+++ SELECTED TEXT +++

The teams employed quite a few other techniques to enhance the Stacking method. But it is not possible to know whether these techniques also work for other competitions. Stacking always depends on the data at hand. If there was a method that always works, then all teams would use it.

Other variations of Stacking (e. g. Blending) can be found here. However, in research papers I have never seen any of those variations.

Research on Stacking

Most people use their own heuristics to determine the structure of the ensemble. However, intuition or rules of thumb are often not as good as methods that are guaranteed to be optimal.

This is why, I list here some results that can be found in papers:

  1. The base learners must be diverse (i. e. make errors at different training examples) [2].
  2. The weights of the base learners can be constrained to be a convex combination without loss of performance (non-negative, sum to one) [2].
  3. Stacking performs asymptotically as well as the best possible weighted combination of the base learners [3].
  4. Diversity measures alone are ineffective in consistently achieving ensembles with good generalization [4].
  5. The base learners must be accurate [5].
  6. For regression tasks the following diversity measures are useful [6]:
    • correlation coefficient
    • covariance
    • dissimilarity measure
    • chi-square
    • mutual information
  7. For classification tasks the following diversity measures are useful [4]:
    • disagreement measure
    • double-fault measure
    • Kohavi-Wolpert variance
    • measurement of inter-rater agreement
    • generalized diversity
    • measure of “difficulty”

I included results on diversity measures, because there are some ideas on Kaggle to use diversity exclusively [11].

+++ GIVEN ENTRIES +++

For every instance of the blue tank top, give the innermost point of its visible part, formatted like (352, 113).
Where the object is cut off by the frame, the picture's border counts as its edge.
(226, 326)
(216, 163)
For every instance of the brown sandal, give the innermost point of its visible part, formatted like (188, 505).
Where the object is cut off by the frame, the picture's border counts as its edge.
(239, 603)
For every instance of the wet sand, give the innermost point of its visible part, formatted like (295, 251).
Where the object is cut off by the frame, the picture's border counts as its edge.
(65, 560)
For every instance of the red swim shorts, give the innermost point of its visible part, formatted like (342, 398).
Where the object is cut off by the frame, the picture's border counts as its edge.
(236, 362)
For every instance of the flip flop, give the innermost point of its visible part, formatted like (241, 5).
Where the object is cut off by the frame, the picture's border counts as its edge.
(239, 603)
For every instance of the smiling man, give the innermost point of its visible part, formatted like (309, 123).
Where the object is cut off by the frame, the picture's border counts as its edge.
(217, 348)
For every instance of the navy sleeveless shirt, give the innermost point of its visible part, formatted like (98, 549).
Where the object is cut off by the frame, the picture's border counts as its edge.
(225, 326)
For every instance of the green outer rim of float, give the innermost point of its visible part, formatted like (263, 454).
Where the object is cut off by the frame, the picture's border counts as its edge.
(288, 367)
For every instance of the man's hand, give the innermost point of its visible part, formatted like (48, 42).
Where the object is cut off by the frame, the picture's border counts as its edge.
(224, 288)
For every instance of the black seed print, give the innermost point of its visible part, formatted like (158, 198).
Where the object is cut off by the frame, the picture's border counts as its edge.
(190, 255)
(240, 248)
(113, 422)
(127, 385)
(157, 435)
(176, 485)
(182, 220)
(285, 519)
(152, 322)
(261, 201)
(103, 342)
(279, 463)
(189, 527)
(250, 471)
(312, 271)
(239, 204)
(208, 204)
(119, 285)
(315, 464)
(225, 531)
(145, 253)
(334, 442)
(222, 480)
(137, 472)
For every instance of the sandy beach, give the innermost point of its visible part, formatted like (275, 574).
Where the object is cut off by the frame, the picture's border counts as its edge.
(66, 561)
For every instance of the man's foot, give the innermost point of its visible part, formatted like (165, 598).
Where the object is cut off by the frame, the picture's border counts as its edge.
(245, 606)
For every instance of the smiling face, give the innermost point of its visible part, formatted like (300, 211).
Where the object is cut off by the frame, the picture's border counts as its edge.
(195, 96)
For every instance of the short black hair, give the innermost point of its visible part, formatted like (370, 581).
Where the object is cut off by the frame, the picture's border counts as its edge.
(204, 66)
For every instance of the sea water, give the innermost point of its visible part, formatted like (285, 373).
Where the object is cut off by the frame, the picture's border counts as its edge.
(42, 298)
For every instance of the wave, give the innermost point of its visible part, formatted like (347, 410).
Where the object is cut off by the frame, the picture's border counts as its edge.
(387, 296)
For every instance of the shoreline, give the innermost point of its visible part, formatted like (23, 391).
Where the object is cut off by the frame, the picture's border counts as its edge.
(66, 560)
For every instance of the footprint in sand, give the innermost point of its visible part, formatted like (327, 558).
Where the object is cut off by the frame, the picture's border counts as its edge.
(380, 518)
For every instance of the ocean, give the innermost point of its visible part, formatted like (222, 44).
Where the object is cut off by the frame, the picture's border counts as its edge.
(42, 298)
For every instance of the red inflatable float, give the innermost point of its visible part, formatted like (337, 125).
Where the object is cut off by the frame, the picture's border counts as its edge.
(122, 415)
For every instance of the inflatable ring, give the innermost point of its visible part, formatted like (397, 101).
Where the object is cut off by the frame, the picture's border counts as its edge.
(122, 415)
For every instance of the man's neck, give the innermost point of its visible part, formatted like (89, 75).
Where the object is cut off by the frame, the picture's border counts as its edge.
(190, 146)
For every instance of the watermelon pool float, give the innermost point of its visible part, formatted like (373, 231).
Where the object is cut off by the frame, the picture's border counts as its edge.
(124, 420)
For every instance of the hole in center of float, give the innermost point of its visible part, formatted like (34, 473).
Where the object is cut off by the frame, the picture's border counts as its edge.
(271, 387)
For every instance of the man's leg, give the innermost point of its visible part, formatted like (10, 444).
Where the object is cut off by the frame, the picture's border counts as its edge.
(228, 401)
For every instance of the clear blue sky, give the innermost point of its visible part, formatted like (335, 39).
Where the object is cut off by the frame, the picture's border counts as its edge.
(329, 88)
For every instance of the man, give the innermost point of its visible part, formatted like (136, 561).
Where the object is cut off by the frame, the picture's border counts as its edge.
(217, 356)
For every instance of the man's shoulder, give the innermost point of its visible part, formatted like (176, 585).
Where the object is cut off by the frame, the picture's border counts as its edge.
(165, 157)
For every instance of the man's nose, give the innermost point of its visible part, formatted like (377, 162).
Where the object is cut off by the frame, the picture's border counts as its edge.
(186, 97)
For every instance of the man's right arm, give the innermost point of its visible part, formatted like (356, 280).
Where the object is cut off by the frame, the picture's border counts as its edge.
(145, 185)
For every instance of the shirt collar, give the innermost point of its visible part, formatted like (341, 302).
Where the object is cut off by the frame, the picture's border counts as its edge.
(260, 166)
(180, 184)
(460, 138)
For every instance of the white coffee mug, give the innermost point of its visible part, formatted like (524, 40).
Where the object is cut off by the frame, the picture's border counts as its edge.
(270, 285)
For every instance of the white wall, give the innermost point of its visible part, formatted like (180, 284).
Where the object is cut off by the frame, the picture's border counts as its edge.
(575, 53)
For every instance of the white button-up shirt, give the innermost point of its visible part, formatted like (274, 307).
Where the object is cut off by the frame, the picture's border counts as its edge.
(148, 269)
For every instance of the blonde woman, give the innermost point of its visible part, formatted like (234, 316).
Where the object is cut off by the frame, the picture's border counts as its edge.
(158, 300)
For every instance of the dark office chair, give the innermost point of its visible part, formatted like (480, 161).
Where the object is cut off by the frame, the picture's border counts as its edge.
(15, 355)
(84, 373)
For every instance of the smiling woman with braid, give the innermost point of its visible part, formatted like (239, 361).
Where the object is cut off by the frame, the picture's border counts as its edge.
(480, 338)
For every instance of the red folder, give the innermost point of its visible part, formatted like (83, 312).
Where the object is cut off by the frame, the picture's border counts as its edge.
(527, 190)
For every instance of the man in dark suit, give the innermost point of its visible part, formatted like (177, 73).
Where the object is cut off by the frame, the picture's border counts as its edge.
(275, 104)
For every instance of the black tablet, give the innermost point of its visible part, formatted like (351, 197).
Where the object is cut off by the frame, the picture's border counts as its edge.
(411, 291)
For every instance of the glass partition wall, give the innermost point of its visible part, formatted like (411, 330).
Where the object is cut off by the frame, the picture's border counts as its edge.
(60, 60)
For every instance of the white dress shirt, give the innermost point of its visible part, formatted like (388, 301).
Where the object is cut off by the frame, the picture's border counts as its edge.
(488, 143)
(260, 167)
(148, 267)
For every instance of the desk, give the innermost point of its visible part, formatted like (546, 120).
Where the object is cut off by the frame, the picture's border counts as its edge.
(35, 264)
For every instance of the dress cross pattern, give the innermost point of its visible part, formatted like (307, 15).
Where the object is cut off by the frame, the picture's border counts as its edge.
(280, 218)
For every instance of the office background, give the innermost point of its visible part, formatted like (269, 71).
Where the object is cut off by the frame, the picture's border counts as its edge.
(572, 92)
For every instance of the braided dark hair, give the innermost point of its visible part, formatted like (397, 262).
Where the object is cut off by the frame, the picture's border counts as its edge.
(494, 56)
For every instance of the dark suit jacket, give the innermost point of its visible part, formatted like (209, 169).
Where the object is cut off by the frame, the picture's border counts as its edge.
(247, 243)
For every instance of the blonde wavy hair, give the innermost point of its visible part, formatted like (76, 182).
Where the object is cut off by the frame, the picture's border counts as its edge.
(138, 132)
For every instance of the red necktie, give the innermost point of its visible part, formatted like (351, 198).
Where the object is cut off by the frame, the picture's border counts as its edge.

+++

→ WHAT THE TASK ASKS: According to the text on research into Stacking, how can the weights of the base learners be constrained without loss of performance? The records are not used in any task.

→ TASK RESPONSE: They can be constrained to a convex combination, meaning they are non-negative and sum to one.